*** DOKUMENTTEXT ***

Studentische Tagung Sprachwissenschaft

Klaus von Heusinger, Konstanz


Linguistische Forschung und Militär

Was hat das miteinander zu tun? Haben der Entwurf grammatischer Modelle oder die Untersuchung der Herkunft der Wörter etwas mit der Entwicklung neuer Waffensysteme zu tun?

Tatsache ist, daß seit dem 2. Weltkrieg Gelder aus militärischen Quellen in die linguistische Forschung fließen. Diese Finanzierung erfolgte im wohlüberlegten Rahmen einer breiten Förderung verschiedener Wissenschaften. Entscheidende Stellen hatten erkannt, daß eine hochentwickelte Wissenschaft notwendige Basis für heute kriegsentscheidende Technologien ist. Zu dieser Förderung gehört die Unterstützung von Publikationen, Tagungen, Einzelprojekten und die Einrichtung von Sommerschulen. Neben dieser Grundlagenförderung stehen zunehmend auch konkrete Projekte im Vordergrund. Erschreckende Beispiele sind zwei Projekte im Rahmen der "Strategic Computing Initiative" (SCI). Eines ist das "Battle Management System", ein Expertensystem, das in natürlicher Sprache Verantwortungsträger in der Schlacht beraten soll. Ein anderes Projekt sieht die Entwicklung eines automatischen Kopiloten vor, der in Kampfflugzeugen gesprochene Befehle verstehen und ausführen kann und auf sprachlichem Wege Warnungen und Informationen weitergibt.

*** VORLIEGENDE DATEN ***

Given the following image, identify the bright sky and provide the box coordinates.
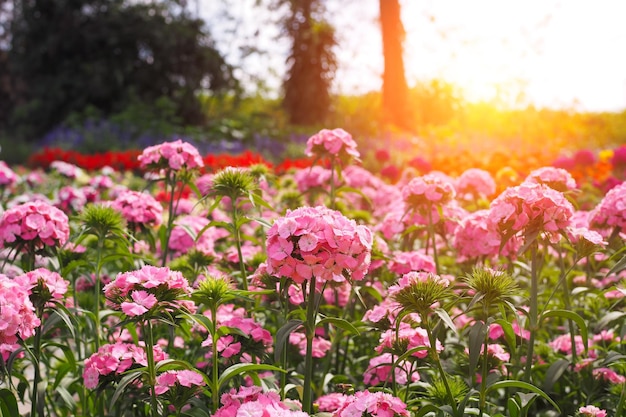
[200,0,626,111]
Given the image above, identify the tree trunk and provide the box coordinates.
[379,0,413,129]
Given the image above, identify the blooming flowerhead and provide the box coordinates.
[138,139,204,171]
[267,206,372,283]
[111,190,163,226]
[402,173,456,211]
[333,391,409,417]
[0,274,41,346]
[0,201,70,249]
[304,129,360,162]
[489,183,574,242]
[104,265,195,317]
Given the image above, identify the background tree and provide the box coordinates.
[279,0,337,125]
[7,0,237,139]
[379,0,412,129]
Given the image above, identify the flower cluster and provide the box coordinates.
[0,161,19,187]
[304,129,360,162]
[267,206,372,283]
[83,342,168,389]
[0,201,70,249]
[104,265,195,317]
[402,173,456,211]
[333,391,409,417]
[0,274,41,350]
[489,183,574,242]
[213,386,308,417]
[589,182,626,231]
[525,167,576,192]
[138,140,204,171]
[111,190,163,226]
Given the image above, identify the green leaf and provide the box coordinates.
[542,359,570,392]
[539,310,589,353]
[486,380,561,414]
[434,308,458,336]
[317,317,361,335]
[274,319,304,363]
[217,363,285,391]
[0,388,20,417]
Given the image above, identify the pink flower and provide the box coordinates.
[333,391,409,417]
[138,139,204,171]
[111,190,163,226]
[578,405,607,417]
[0,274,41,344]
[489,183,574,243]
[0,201,70,249]
[103,265,195,317]
[454,168,496,200]
[525,167,576,192]
[589,182,626,231]
[83,342,168,389]
[304,129,360,162]
[0,161,19,187]
[267,206,372,284]
[402,173,456,212]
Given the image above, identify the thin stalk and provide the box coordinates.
[302,275,317,414]
[428,205,441,275]
[161,172,176,266]
[524,242,539,383]
[144,319,159,417]
[30,324,41,417]
[231,204,248,291]
[424,317,457,415]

***

**AUFGABENSTELLUNG:**
Beantworten Sie zum Text über linguistische Forschung und Militär folgende Fragen:
(a) Seit wann fließen laut Text Gelder aus militärischen Quellen in die linguistische Forschung?
(b) Was gehört laut Text zu dieser Förderung?
(c) Was soll der automatische Kopilot in Kampfflugzeugen leisten?

**LÖSUNG:**
(a) Seit dem 2. Weltkrieg.
(b) Die Unterstützung von Publikationen, Tagungen und Einzelprojekten sowie die Einrichtung von Sommerschulen.
(c) Er soll gesprochene Befehle verstehen und ausführen und auf sprachlichem Wege Warnungen und Informationen weitergeben.